§ Your objective:
Print, word for word, the passage of the hotel operations article that opens with the words containing "The test is" and closes with "guest review scores.".

§ Page extract:
Effective Operational Management as key to survive post-Covid19

With the accommodation segment starting to open its doors, effective operational management is starting to show its muscle in conjunction with revenue management – or at least it should be!

It’s a fact that the accommodation industry makes money differently to just about any other sector in the economy. The traditional trend in other industries to increase productivity coupled with modest price increases, is in sharp contrast with how hotels generate revenue. The hotel industry relies on its ability to increase prices to offset sharp gains in operating expenses. It is fair to say that in the current climate, post covid-19, we will no longer be able to rely on this strategy.

The old saying, “If you want to be successful in business, make sure you have two great friends, an accountant and a lawyer,” could not be more true. In the Hotel industry, I suggest that you add to the mix a Revenue Specialist as your best friend.  The fine art and science of effective data management is going to be tested heavily in the months and possibly years ahead.

An exceptional Revenue manager through dynamic pricing can help grow the top line. However, I think it is widely agreed now that the gains we have seen over the last few years is something of the past. Therefore, if revenues are going to grow at a far more modest pace, hotel owners will have to start taking a hard look at the cost side of the equation to start generating real profits.

If hotels are going to survive this period and be profitable, its going to be coming from bottom line savings not from the top-line gross revenue drives.

The test is going to be in controlling expenditure more than dropping rate and starting a price war within your competitor set. The answer is going to be effective operational control and not cutting back on the guest experience or reducing your offering, which guests have grown accustomed to or reducing what is put on your plate in the restaurant. A hard look is going to have to be taken at operational management and their ability to work with lesser staff, introduce stricter control systems, optimizing expenditure all whilst growing guest review scores.

The period ahead is going to test Hotel Operators, GM’s and especially Operational staff. Managers will no longer have the luxury of hiding poor operational management with extraordinary increases in gross revenues. This coupled with real savings on the bottom line is going to be key to surviving and even exceeding profit margins compared year on year.

It has become too easy for hotel owners to look at revenue mangers and ask, “What is your strategy to grow our revenue during this time?” It’s become too easy to move the blame onto the revenue department when the top-line revenues are not in place. In order to assist the revenue team to increase or maintain the status quo, there will have to be a closer relationship between the revenue department and the operations managers. In order to assist the revenue manager a far stronger emphasis will have to be placed on guest review scores and the guest’s perceived idea of value in order to give the revenue department more leverage within its competitive set to increase conversions and at a later stage selling prices.

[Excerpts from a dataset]
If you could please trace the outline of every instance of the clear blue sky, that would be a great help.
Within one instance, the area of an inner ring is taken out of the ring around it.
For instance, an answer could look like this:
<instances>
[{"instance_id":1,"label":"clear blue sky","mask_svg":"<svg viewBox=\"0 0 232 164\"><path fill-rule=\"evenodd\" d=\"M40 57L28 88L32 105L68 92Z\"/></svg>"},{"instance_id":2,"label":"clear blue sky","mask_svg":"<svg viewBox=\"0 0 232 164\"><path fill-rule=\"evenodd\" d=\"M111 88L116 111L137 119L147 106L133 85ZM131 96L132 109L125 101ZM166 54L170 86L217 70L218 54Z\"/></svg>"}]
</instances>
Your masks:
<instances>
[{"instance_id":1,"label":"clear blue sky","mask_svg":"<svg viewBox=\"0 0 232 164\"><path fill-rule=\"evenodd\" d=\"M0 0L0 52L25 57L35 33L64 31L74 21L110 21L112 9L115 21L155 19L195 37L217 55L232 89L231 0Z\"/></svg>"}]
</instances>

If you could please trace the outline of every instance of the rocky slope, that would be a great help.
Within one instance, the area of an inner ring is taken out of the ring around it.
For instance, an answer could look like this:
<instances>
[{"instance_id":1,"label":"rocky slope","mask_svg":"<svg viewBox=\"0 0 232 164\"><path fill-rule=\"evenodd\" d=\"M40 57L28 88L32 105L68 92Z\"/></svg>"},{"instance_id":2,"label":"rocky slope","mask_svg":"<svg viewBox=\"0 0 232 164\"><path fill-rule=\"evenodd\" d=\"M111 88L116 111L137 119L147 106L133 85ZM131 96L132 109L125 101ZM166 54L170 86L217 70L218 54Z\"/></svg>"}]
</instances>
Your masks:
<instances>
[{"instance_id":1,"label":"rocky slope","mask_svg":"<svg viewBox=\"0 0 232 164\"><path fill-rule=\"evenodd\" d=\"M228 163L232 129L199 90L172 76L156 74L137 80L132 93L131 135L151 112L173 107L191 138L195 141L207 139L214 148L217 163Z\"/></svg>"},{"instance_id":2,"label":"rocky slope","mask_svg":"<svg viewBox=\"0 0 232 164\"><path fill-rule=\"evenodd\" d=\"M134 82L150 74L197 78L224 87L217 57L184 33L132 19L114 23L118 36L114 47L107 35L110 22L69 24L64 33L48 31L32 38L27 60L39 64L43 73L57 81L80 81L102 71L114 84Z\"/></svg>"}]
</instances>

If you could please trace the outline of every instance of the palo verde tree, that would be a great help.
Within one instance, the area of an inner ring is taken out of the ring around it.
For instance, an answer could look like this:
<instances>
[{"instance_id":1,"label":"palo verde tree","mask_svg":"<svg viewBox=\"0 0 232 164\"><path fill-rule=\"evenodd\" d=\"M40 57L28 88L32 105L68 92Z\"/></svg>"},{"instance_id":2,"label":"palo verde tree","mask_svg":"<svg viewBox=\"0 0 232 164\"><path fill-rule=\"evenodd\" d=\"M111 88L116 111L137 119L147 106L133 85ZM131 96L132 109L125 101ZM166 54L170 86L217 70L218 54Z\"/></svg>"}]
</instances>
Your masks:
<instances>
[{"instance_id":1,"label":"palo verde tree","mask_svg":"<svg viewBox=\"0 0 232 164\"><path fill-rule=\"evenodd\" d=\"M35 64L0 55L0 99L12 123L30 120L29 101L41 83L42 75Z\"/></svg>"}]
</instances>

§ Completed exercise:
The test is going to be in controlling expenditure more than dropping rate and starting a price war within your competitor set. The answer is going to be effective operational control and not cutting back on the guest experience or reducing your offering, which guests have grown accustomed to or reducing what is put on your plate in the restaurant. A hard look is going to have to be taken at operational management and their ability to work with lesser staff, introduce stricter control systems, optimizing expenditure all whilst growing guest review scores.